(Records from a data source)
BEGIN

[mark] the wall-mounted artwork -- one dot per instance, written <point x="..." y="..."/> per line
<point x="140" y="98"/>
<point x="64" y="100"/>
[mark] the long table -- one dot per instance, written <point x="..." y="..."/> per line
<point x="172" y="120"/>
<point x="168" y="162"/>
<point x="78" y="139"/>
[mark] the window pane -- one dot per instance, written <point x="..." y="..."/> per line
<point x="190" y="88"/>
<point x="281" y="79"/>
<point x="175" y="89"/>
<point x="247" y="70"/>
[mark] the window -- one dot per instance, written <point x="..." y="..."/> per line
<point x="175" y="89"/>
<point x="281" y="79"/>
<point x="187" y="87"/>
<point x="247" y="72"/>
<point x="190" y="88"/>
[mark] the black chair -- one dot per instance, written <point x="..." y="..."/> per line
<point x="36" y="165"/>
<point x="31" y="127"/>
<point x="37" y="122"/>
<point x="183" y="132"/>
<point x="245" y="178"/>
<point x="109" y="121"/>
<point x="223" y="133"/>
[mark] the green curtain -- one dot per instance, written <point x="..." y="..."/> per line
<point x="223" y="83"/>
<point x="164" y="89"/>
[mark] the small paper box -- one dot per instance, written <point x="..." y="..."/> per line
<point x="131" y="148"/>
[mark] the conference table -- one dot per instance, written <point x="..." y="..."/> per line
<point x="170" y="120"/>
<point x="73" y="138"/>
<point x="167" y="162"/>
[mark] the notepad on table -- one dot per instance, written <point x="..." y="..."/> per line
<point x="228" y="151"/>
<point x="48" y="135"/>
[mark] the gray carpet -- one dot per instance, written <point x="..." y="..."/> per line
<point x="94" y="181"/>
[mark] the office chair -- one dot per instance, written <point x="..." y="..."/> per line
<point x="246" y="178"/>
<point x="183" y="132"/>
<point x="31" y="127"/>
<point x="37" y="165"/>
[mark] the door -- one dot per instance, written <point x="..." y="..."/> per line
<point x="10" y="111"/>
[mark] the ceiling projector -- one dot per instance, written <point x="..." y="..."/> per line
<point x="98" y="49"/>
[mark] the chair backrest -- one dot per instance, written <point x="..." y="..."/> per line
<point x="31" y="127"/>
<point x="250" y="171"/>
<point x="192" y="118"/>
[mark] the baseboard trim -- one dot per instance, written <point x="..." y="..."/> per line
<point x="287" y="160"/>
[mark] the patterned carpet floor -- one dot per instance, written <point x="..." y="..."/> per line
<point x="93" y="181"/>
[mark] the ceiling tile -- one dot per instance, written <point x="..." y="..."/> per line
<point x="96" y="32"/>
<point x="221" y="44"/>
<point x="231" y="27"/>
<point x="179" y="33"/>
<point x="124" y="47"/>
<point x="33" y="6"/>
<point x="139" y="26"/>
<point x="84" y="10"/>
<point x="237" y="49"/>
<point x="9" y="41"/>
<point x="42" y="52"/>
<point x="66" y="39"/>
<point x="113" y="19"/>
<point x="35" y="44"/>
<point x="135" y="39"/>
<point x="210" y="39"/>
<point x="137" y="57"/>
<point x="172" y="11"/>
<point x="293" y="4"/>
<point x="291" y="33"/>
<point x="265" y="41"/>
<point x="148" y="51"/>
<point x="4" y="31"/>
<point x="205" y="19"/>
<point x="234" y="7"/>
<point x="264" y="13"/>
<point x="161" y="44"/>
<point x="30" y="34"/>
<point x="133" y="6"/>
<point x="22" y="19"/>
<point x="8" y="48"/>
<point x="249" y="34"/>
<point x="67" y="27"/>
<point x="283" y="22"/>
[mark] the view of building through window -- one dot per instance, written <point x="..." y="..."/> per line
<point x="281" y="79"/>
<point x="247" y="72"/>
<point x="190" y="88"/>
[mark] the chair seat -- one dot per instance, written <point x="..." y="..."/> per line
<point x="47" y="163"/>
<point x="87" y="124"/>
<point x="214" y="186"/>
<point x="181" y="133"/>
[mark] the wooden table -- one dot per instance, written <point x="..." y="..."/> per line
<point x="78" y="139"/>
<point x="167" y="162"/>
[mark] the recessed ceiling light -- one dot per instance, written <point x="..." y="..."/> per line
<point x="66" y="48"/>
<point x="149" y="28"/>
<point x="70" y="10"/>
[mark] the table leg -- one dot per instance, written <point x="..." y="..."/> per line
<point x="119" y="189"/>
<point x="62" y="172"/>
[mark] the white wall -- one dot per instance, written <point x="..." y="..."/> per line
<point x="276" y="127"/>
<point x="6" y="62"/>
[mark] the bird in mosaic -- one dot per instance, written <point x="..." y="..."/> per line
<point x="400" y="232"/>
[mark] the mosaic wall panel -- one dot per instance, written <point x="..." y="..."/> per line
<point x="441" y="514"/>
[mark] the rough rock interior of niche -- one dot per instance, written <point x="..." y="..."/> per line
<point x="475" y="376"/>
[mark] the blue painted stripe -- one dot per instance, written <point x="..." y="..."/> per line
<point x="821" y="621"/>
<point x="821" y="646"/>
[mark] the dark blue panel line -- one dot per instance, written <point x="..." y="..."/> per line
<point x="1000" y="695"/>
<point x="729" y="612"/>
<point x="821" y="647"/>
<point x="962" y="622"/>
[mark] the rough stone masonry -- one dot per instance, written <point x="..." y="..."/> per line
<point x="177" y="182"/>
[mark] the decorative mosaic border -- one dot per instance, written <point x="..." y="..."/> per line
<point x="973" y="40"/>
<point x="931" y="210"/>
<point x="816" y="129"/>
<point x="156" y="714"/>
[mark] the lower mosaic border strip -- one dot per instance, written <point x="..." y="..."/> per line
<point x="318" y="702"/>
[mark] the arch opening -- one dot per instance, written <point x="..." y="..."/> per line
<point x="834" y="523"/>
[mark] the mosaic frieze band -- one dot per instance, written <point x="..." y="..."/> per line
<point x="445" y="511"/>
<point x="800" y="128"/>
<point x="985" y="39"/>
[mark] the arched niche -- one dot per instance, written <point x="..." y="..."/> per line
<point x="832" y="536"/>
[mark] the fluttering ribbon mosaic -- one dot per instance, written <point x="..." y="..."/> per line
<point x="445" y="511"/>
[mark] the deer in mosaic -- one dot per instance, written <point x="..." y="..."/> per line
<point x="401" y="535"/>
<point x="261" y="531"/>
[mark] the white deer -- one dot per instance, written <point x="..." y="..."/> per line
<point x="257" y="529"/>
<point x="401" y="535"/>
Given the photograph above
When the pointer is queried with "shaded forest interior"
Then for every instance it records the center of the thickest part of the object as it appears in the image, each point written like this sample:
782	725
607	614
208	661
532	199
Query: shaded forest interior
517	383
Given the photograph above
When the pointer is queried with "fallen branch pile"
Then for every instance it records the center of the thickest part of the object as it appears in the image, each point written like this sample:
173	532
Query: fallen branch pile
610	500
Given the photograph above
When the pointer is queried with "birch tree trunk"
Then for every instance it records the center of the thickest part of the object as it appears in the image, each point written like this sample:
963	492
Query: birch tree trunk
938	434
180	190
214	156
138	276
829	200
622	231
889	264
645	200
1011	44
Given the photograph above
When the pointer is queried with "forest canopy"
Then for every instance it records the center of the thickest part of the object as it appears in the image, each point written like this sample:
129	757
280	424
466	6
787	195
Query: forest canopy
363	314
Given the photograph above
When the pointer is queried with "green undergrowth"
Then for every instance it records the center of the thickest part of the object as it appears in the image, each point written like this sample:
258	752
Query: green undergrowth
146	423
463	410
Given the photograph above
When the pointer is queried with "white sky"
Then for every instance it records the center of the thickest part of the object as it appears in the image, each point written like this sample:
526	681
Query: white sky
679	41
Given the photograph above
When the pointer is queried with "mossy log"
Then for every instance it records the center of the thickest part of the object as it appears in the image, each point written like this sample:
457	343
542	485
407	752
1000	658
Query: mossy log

END

Extract the data in full. Keep it word for word.

_Right answer_.
[mark] the wall-mounted artwork -- one dot per instance, written <point x="..." y="..."/> per line
<point x="140" y="98"/>
<point x="64" y="100"/>
[mark] the long table -- one dot per instance, written <point x="..." y="..."/> per line
<point x="172" y="120"/>
<point x="168" y="162"/>
<point x="78" y="139"/>
[mark] the window pane -- one dot per instance, written <point x="..." y="..."/> per line
<point x="190" y="88"/>
<point x="281" y="79"/>
<point x="175" y="89"/>
<point x="247" y="70"/>
[mark] the window -- one dot per instance, written <point x="..." y="..."/> per line
<point x="175" y="89"/>
<point x="281" y="79"/>
<point x="187" y="87"/>
<point x="247" y="72"/>
<point x="190" y="88"/>
[mark] the black chair -- one dot per instance, written <point x="..." y="..."/> per line
<point x="36" y="165"/>
<point x="31" y="127"/>
<point x="37" y="122"/>
<point x="183" y="132"/>
<point x="245" y="178"/>
<point x="109" y="121"/>
<point x="223" y="133"/>
[mark] the green curtain -- one dot per instance, written <point x="..." y="..."/> per line
<point x="223" y="83"/>
<point x="164" y="89"/>
[mark] the small paper box -- one dot per instance, written <point x="..." y="..."/> per line
<point x="131" y="148"/>
[mark] the conference table -- one dot per instance, written <point x="..." y="..."/> per line
<point x="170" y="120"/>
<point x="73" y="138"/>
<point x="167" y="162"/>
[mark] the notepad on table -- one dot per instance, written <point x="..." y="..."/> per line
<point x="228" y="151"/>
<point x="48" y="135"/>
[mark] the gray carpet -- one dot per instance, written <point x="..." y="..."/> per line
<point x="94" y="181"/>
[mark] the office chair -- one dot per instance, written <point x="..." y="..."/> per line
<point x="246" y="178"/>
<point x="183" y="132"/>
<point x="31" y="127"/>
<point x="37" y="165"/>
[mark] the door -- one dot per instance, written <point x="..." y="..."/> per line
<point x="10" y="111"/>
[mark] the ceiling projector -- one dot per instance, written <point x="..." y="..."/> per line
<point x="98" y="49"/>
[mark] the chair backrest -- one dot per instance, written <point x="..." y="..."/> per line
<point x="31" y="127"/>
<point x="250" y="171"/>
<point x="192" y="118"/>
[mark] the baseboard trim -- one dot per instance, written <point x="..." y="..."/> per line
<point x="287" y="160"/>
[mark] the patterned carpet floor -- one dot per instance, written <point x="..." y="..."/> per line
<point x="93" y="181"/>
[mark] the ceiling tile -- one dot per instance, written <point x="..." y="..."/> per line
<point x="96" y="32"/>
<point x="221" y="44"/>
<point x="231" y="27"/>
<point x="179" y="33"/>
<point x="124" y="47"/>
<point x="33" y="6"/>
<point x="139" y="26"/>
<point x="84" y="10"/>
<point x="237" y="49"/>
<point x="9" y="41"/>
<point x="42" y="52"/>
<point x="66" y="39"/>
<point x="113" y="19"/>
<point x="35" y="44"/>
<point x="135" y="39"/>
<point x="210" y="39"/>
<point x="137" y="57"/>
<point x="172" y="11"/>
<point x="293" y="4"/>
<point x="291" y="33"/>
<point x="265" y="41"/>
<point x="148" y="51"/>
<point x="4" y="31"/>
<point x="205" y="19"/>
<point x="234" y="7"/>
<point x="264" y="13"/>
<point x="161" y="44"/>
<point x="30" y="34"/>
<point x="133" y="6"/>
<point x="22" y="19"/>
<point x="8" y="48"/>
<point x="249" y="34"/>
<point x="67" y="27"/>
<point x="283" y="22"/>
[mark] the view of building through window -- one dot per instance, written <point x="..." y="..."/> per line
<point x="281" y="79"/>
<point x="247" y="72"/>
<point x="190" y="88"/>
[mark] the chair seat -- one dot per instance, written <point x="..." y="..."/> per line
<point x="47" y="163"/>
<point x="87" y="124"/>
<point x="214" y="186"/>
<point x="181" y="133"/>
[mark] the wooden table -- one dot per instance, written <point x="..." y="..."/> per line
<point x="78" y="139"/>
<point x="167" y="162"/>
[mark] the recessed ceiling light -- one dot per instance, written <point x="..." y="..."/> per line
<point x="66" y="48"/>
<point x="149" y="28"/>
<point x="70" y="10"/>
[mark] the table leg -- one dot per instance, written <point x="..." y="..."/> per line
<point x="119" y="189"/>
<point x="62" y="172"/>
[mark] the white wall -- one dot per instance, written <point x="..." y="..."/> per line
<point x="276" y="127"/>
<point x="6" y="62"/>
[mark] the bird in mosaic -- one dot per instance, written <point x="..." y="..."/> per line
<point x="400" y="232"/>
[mark] the mosaic wall panel -- one dot per instance, written <point x="..." y="..."/> per line
<point x="441" y="514"/>
[mark] the rough rock interior of niche -- one dot per instance, written <point x="..." y="..."/> per line
<point x="475" y="376"/>
[mark] the blue painted stripe -- one dot per instance, written <point x="..." y="..."/> per line
<point x="821" y="621"/>
<point x="821" y="646"/>
[mark] the dark blue panel line -- one dot per instance, written <point x="..." y="..."/> per line
<point x="1000" y="695"/>
<point x="729" y="612"/>
<point x="821" y="647"/>
<point x="962" y="622"/>
[mark] the rough stone masonry -- one dot per instance, written <point x="..." y="..."/> per line
<point x="177" y="182"/>
[mark] the decorative mosaic border -- one dot per instance, written <point x="..." y="..."/> per line
<point x="973" y="40"/>
<point x="931" y="210"/>
<point x="816" y="129"/>
<point x="156" y="714"/>
[mark] the lower mosaic border strip -- one dot per instance, written <point x="..." y="..."/> per line
<point x="318" y="702"/>
[mark] the arch opening -- one dot per instance, written <point x="..." y="..."/> per line
<point x="834" y="523"/>
[mark] the mosaic frieze band -- one dot per instance, written <point x="..." y="..."/> per line
<point x="445" y="511"/>
<point x="800" y="128"/>
<point x="985" y="39"/>
[mark] the arched niche -- one dot per instance, written <point x="..." y="..."/> per line
<point x="832" y="536"/>
[mark] the fluttering ribbon mosaic -- one dot per instance, written <point x="..." y="..."/> per line
<point x="445" y="511"/>
[mark] the deer in mosaic -- one dot per instance, written <point x="..." y="..."/> per line
<point x="401" y="535"/>
<point x="261" y="531"/>
[mark] the white deer -- one dot per instance, written <point x="..." y="..."/> per line
<point x="257" y="529"/>
<point x="401" y="535"/>
Given the photograph above
When the pointer is queried with "shaded forest interior"
Then for every instance it records the center of the thickest part of the object as it appears in the image, each point written like this sample:
782	725
607	614
208	661
532	199
Query: shaded forest interior
517	383
Given the photograph above
When the pointer is queried with "fallen branch pile"
Then for every instance it records the center of the thickest part of the object as it appears in the image, each point written like this sample:
173	532
Query: fallen branch pile
610	500
Given the photograph above
When the pointer is queried with "birch tree trunk"
Then for every instance it records the center of the thickest part of the object as it appears in the image, each point written like this sample:
963	492
Query: birch tree trunk
938	434
180	190
214	156
138	276
829	200
622	231
889	264
645	200
1011	44
Given the photograph above
When the pointer is queried with "forest canopy"
Then for every instance it records the center of the thickest part of the object as it appears in the image, each point written like this sample:
129	757
280	424
466	6
787	195
Query: forest canopy
363	314
Given the photograph above
When the pointer is queried with "green undergrowth"
Then for every instance it records the center of the thickest part of the object as it appears in the image, each point written like this sample:
258	752
Query: green undergrowth
146	423
463	410
Given the photograph above
When the pointer is queried with "white sky"
Then for every instance it records the center of the thickest part of the object as it appears in the image, each point written like this sample:
526	681
Query: white sky
679	41
Given the photograph above
When the pointer is queried with "mossy log"
Then for every instance it records the center of the thickest part of the object as it appears in the image, each point written like this sample:
457	343
542	485
407	752
1000	658
Query: mossy log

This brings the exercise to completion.